__Exercise task__.
Reproduce the rows from the very first line through the line containing "437 37 L 434", inclusive, keeping the requests unchanged and omitting the pictures. Shift every number in the answer SVG markup, both the path coordinates and the viewBox values, by adding 34.

__Stored data__.
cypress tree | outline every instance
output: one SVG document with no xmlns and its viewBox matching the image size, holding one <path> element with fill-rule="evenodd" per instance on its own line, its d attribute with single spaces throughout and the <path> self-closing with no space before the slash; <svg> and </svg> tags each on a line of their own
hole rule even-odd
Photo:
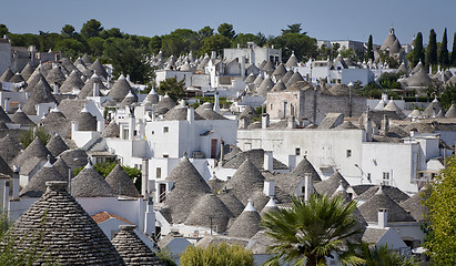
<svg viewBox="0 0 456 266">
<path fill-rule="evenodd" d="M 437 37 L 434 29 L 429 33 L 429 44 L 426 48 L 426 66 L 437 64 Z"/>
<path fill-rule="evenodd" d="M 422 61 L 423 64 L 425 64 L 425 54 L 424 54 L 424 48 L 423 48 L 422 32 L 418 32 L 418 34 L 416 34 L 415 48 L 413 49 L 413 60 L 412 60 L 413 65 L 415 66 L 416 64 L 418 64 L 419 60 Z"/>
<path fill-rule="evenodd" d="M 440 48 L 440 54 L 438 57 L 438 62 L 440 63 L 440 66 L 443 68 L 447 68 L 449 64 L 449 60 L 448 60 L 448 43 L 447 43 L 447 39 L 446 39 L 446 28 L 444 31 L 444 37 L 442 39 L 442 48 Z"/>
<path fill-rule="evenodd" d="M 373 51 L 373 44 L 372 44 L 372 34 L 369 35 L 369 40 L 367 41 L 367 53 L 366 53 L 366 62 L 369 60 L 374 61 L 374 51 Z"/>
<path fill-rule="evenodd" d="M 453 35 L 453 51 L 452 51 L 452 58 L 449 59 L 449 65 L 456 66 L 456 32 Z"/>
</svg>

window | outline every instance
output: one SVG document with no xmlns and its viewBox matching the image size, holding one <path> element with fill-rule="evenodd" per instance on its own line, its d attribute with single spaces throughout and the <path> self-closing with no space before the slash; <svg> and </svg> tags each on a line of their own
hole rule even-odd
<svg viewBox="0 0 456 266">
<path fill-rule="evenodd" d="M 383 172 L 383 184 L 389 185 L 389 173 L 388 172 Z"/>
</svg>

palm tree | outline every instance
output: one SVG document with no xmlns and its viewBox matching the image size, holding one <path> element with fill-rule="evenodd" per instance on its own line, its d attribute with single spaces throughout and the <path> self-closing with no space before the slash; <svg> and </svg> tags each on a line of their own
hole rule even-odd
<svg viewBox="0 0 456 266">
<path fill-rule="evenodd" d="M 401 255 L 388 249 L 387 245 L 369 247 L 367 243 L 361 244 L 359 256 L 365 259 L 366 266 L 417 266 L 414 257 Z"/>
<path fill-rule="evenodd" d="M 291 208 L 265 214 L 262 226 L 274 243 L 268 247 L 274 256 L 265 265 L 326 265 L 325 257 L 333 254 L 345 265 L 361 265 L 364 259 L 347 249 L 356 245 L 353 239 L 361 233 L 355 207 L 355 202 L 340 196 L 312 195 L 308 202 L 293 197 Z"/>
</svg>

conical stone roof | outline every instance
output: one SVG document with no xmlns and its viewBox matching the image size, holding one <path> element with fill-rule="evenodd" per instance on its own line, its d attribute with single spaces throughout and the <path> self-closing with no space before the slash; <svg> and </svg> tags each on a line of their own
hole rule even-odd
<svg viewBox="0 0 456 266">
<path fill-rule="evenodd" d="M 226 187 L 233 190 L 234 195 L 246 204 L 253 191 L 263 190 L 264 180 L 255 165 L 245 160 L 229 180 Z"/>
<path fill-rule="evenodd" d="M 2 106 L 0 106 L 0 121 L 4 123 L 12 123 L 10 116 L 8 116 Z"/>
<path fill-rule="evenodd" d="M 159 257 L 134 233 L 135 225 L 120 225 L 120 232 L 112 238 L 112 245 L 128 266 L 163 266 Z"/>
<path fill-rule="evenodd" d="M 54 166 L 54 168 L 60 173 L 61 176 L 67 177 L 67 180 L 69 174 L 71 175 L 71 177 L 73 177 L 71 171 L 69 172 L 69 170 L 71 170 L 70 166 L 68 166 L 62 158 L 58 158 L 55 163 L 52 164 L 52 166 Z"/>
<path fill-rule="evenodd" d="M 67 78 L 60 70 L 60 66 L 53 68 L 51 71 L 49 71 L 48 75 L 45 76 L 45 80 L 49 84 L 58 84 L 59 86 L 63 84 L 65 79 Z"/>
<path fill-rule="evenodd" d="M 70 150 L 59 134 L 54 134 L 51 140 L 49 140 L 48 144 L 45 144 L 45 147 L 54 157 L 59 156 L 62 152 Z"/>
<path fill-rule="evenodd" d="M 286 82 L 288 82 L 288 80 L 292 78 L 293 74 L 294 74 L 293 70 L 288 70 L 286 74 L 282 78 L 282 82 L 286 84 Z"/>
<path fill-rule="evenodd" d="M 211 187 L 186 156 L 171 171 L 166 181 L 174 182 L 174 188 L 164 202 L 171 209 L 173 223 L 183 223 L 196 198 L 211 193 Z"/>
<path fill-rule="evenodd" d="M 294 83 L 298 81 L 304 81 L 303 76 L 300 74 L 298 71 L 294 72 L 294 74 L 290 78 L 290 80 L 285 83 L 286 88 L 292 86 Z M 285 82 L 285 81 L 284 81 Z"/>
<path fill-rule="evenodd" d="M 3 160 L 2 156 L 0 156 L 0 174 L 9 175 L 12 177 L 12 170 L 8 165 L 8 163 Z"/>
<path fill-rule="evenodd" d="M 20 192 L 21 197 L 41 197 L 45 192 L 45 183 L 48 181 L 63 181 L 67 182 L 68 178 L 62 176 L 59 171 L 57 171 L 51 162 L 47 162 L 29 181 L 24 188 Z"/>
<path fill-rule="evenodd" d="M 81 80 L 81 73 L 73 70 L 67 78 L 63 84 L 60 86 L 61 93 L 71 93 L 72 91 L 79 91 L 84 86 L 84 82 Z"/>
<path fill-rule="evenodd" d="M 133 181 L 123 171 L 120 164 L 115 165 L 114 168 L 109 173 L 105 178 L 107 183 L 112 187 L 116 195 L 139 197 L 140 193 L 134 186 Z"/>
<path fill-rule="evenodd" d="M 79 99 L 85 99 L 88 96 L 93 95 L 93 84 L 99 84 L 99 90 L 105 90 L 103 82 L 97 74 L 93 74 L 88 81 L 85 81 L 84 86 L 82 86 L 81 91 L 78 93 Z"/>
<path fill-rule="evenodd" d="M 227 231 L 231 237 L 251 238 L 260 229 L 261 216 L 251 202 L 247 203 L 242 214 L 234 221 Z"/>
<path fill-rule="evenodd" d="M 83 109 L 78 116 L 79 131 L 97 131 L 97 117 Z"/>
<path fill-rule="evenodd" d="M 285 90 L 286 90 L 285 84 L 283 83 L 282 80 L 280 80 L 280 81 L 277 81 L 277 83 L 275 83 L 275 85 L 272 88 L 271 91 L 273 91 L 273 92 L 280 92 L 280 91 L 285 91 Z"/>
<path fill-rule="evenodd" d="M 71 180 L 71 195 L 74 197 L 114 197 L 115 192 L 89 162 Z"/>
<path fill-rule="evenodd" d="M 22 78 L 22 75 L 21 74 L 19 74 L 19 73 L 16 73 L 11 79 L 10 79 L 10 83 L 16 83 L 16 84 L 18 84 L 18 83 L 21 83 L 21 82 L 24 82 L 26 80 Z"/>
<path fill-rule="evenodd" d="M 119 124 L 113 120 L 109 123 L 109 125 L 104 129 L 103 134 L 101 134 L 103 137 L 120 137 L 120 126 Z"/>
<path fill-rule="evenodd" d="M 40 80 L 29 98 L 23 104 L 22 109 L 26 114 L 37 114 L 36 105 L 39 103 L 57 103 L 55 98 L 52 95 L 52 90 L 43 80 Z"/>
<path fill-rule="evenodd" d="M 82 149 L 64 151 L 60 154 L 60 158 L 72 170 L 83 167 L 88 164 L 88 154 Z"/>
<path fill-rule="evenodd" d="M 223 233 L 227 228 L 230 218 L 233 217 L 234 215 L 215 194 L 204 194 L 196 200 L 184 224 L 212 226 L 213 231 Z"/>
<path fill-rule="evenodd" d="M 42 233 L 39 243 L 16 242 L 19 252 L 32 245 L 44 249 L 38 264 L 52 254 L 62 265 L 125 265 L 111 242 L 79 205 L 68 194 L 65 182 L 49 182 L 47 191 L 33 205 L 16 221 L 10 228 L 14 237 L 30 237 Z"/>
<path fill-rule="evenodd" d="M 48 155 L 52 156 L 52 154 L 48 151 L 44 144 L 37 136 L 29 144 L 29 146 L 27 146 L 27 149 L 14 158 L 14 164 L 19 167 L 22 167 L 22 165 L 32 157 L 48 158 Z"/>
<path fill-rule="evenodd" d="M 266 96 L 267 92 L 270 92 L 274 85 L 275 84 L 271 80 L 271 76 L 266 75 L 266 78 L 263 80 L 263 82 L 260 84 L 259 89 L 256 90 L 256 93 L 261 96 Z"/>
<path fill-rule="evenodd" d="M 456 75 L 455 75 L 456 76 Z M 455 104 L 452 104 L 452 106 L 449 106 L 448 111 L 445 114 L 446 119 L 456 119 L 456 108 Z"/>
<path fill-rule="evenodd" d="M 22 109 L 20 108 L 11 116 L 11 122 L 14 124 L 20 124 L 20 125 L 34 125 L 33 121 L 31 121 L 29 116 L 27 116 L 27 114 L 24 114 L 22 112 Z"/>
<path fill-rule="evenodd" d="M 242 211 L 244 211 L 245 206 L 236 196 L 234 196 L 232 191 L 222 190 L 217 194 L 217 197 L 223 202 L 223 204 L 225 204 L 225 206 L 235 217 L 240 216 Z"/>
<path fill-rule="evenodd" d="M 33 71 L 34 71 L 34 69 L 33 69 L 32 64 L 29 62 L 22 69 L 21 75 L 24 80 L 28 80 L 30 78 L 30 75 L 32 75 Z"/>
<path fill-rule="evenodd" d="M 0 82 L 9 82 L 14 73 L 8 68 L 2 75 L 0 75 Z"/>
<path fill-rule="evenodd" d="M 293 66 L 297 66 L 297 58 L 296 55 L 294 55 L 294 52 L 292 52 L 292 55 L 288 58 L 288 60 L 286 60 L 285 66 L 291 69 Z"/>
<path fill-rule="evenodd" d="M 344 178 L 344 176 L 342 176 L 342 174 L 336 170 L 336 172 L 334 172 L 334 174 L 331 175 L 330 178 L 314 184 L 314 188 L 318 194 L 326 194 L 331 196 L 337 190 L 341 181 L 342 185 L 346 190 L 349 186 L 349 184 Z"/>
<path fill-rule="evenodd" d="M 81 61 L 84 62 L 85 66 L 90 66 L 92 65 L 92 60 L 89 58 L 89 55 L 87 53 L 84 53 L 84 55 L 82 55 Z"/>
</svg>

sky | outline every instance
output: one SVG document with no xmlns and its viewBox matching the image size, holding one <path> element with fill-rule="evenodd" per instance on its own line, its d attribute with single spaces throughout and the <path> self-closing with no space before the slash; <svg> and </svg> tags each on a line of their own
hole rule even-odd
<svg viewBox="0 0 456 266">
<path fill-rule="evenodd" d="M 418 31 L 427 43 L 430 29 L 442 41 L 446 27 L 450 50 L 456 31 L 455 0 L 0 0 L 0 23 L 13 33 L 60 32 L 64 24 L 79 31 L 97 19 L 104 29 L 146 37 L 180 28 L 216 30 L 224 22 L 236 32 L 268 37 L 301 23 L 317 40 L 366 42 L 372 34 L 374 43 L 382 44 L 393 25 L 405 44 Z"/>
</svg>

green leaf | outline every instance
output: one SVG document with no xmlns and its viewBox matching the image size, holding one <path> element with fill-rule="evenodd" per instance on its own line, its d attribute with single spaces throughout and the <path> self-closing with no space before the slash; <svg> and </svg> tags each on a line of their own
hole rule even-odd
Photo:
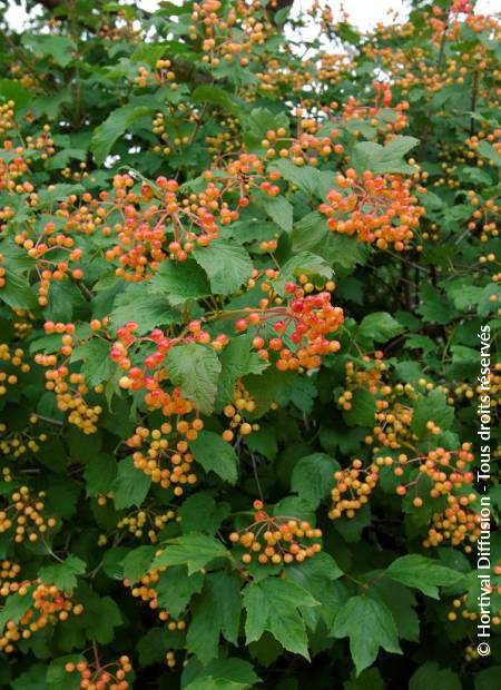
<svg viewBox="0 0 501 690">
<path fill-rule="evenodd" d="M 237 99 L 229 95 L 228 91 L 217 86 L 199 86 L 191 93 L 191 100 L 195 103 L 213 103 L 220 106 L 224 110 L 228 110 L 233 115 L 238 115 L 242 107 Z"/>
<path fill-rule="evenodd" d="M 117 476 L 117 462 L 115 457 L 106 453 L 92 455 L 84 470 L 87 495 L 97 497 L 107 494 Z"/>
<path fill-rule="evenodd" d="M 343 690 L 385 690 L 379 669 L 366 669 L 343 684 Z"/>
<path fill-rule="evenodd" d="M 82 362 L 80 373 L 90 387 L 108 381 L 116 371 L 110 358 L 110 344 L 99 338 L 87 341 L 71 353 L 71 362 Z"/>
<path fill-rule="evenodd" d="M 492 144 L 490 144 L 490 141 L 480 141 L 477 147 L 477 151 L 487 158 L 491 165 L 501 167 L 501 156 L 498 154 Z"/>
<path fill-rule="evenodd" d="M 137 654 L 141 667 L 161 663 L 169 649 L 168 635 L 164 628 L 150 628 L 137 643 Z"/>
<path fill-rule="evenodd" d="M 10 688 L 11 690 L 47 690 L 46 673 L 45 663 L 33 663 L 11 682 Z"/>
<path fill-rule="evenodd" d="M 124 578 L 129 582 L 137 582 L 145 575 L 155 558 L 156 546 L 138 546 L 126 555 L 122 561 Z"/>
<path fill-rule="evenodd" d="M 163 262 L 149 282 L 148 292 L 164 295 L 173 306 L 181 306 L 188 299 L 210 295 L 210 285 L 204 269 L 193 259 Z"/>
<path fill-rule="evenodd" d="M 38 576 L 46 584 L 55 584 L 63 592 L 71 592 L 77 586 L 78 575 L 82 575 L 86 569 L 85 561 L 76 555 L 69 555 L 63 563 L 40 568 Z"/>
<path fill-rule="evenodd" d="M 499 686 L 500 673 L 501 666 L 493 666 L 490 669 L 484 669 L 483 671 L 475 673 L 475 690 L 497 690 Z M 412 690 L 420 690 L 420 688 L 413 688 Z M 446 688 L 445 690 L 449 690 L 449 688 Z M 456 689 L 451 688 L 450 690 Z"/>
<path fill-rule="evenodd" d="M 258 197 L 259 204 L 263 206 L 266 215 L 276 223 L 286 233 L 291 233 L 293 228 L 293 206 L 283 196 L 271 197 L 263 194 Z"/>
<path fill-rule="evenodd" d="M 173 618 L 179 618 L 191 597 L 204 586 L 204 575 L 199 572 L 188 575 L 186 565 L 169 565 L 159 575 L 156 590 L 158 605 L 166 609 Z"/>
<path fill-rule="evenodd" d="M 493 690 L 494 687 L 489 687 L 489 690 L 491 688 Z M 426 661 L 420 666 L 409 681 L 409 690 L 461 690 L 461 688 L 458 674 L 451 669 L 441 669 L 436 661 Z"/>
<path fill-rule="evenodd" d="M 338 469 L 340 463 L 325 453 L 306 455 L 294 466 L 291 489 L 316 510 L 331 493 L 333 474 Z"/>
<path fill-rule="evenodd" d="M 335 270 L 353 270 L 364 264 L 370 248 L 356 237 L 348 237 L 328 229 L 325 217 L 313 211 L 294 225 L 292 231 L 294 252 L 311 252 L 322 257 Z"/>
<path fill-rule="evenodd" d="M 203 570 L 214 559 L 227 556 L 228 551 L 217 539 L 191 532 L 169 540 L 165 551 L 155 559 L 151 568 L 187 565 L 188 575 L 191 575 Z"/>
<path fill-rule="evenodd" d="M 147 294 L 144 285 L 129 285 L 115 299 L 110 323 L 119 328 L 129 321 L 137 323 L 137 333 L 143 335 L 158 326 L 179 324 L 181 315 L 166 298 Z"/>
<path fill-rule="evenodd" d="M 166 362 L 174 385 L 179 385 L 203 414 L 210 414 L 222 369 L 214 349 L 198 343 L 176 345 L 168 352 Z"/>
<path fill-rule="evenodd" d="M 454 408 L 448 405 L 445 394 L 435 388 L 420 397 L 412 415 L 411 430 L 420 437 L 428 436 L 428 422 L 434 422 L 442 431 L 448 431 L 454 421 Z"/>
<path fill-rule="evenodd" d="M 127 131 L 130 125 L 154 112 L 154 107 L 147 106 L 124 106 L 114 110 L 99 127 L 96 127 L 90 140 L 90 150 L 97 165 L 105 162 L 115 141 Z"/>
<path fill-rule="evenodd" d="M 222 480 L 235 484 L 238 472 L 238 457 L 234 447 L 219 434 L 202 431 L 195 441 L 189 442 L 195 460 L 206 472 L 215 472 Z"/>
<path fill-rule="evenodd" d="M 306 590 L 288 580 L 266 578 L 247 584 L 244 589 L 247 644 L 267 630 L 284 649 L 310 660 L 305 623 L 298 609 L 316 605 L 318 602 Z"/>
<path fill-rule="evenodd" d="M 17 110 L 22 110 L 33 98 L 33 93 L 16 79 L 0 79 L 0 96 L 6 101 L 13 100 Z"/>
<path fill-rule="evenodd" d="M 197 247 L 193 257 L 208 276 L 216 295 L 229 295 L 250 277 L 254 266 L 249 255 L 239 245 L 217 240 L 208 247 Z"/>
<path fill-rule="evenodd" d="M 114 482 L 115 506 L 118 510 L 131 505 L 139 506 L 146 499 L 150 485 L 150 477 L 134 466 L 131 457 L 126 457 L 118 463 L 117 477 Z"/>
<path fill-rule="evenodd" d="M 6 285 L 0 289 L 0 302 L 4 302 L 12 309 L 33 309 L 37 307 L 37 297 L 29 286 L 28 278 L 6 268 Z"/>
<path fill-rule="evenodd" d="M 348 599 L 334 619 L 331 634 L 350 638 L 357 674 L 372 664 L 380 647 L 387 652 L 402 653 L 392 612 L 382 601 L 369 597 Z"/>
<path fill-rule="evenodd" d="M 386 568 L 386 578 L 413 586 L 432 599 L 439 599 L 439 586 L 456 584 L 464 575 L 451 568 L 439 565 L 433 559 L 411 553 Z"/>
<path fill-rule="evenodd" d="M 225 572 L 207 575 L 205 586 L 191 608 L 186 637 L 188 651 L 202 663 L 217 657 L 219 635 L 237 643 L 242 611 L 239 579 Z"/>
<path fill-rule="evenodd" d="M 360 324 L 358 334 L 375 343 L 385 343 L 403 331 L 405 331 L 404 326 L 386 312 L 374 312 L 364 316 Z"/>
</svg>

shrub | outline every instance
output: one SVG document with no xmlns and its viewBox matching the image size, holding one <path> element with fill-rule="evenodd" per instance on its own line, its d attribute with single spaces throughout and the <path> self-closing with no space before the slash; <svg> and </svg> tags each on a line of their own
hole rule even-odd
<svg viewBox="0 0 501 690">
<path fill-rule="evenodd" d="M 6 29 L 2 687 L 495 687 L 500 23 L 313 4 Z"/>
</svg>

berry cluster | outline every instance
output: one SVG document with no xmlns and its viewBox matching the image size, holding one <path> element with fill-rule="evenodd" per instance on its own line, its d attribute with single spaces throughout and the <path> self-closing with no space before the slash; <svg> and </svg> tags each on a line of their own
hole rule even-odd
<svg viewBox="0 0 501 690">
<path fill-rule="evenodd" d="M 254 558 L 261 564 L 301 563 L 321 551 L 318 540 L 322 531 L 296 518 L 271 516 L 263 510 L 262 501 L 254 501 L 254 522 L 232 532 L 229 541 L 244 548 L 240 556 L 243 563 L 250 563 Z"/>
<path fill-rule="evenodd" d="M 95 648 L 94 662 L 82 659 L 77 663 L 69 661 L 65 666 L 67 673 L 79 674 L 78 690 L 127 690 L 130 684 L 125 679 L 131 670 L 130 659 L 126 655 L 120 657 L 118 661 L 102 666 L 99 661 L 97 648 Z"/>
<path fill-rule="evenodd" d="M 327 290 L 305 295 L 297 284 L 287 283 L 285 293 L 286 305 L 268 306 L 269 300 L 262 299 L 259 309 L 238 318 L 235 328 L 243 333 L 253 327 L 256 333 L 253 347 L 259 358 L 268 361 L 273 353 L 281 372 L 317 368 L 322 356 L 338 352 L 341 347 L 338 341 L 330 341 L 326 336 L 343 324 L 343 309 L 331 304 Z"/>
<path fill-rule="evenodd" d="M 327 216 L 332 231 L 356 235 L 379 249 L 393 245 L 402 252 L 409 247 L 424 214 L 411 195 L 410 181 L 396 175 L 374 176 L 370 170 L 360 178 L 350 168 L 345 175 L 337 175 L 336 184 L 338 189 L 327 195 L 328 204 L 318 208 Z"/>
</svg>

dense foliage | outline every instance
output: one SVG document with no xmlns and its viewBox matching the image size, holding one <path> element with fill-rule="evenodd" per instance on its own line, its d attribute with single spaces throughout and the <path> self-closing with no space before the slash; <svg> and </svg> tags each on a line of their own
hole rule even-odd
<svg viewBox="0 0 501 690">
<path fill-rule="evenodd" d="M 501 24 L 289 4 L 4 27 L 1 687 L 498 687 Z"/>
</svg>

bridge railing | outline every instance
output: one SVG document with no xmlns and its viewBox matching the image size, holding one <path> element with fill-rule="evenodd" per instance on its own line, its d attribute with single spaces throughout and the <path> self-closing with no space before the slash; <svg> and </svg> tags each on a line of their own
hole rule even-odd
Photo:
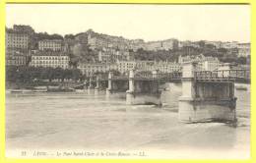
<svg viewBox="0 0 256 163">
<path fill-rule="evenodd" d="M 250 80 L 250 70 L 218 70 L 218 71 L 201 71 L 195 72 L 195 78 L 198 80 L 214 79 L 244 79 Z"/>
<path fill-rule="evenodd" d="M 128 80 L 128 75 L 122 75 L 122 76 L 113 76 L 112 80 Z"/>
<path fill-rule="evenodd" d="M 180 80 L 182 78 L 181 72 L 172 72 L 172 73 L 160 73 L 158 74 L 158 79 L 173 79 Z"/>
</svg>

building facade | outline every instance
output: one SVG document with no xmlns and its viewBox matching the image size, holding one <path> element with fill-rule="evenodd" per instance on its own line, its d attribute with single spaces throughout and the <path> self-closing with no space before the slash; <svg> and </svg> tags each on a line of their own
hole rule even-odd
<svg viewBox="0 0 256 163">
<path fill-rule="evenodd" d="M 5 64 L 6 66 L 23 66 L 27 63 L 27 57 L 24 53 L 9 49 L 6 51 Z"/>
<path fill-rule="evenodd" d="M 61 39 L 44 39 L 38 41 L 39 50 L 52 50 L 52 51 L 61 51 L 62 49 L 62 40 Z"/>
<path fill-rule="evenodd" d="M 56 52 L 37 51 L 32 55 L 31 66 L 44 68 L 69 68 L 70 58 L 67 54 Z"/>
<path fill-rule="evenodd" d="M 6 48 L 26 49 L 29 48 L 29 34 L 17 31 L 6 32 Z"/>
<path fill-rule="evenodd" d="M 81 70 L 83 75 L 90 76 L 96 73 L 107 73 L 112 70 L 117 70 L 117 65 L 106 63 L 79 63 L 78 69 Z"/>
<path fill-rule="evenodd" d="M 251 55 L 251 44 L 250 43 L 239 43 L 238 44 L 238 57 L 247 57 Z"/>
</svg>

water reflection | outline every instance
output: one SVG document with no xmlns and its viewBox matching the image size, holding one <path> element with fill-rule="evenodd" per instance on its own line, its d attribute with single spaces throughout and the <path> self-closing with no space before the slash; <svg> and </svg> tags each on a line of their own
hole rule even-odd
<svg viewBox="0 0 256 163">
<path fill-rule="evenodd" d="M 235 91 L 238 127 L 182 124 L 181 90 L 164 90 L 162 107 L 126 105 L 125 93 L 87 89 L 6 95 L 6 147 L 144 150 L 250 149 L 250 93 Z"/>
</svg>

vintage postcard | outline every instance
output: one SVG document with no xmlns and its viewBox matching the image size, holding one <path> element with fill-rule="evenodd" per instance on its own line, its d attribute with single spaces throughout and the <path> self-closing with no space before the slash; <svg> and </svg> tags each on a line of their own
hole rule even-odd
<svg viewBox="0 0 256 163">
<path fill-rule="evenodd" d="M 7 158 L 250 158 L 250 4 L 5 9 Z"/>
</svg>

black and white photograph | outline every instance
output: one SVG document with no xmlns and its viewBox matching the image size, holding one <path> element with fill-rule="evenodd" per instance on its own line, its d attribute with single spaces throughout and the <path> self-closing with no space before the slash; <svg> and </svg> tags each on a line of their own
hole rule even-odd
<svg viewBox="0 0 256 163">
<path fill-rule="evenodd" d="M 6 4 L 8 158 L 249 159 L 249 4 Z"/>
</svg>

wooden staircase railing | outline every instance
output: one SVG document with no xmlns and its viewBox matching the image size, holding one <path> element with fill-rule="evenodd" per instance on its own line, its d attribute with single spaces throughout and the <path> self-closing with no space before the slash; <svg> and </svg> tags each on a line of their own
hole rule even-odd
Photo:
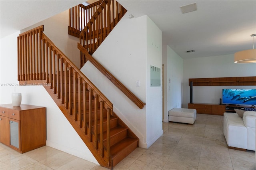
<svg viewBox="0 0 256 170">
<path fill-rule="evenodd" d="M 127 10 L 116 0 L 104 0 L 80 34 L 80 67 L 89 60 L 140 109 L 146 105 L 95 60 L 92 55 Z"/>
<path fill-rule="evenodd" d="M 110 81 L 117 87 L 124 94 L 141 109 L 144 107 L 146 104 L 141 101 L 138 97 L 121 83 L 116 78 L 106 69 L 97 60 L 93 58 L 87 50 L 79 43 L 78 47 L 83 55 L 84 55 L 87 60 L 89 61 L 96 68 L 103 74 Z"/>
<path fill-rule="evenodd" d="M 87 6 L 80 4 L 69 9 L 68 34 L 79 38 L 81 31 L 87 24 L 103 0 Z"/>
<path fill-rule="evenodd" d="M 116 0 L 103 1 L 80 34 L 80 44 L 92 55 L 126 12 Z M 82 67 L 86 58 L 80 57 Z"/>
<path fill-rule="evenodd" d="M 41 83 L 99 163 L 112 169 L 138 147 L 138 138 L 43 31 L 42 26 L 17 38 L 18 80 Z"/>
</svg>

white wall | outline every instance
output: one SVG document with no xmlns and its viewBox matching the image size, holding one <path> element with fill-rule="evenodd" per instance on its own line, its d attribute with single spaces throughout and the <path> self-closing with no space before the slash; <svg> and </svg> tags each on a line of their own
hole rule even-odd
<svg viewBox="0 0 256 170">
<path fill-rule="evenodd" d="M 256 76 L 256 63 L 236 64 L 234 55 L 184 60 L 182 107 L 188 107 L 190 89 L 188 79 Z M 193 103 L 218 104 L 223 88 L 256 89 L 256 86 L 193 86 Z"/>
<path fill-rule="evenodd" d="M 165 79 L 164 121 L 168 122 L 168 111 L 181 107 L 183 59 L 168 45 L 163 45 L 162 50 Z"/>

__Response__.
cypress tree | outline every instance
output: one SVG document with no xmlns and its viewBox matching the image size, holding one <path> element with fill-rule="evenodd" per instance on its own line, its d attribute with single spaces throughout and the <path> self-closing with no space before the slash; <svg> and </svg> tags each on a line of their own
hole rule even-odd
Photo:
<svg viewBox="34 34 490 300">
<path fill-rule="evenodd" d="M 471 71 L 468 63 L 463 67 L 463 78 L 460 82 L 460 100 L 471 98 Z"/>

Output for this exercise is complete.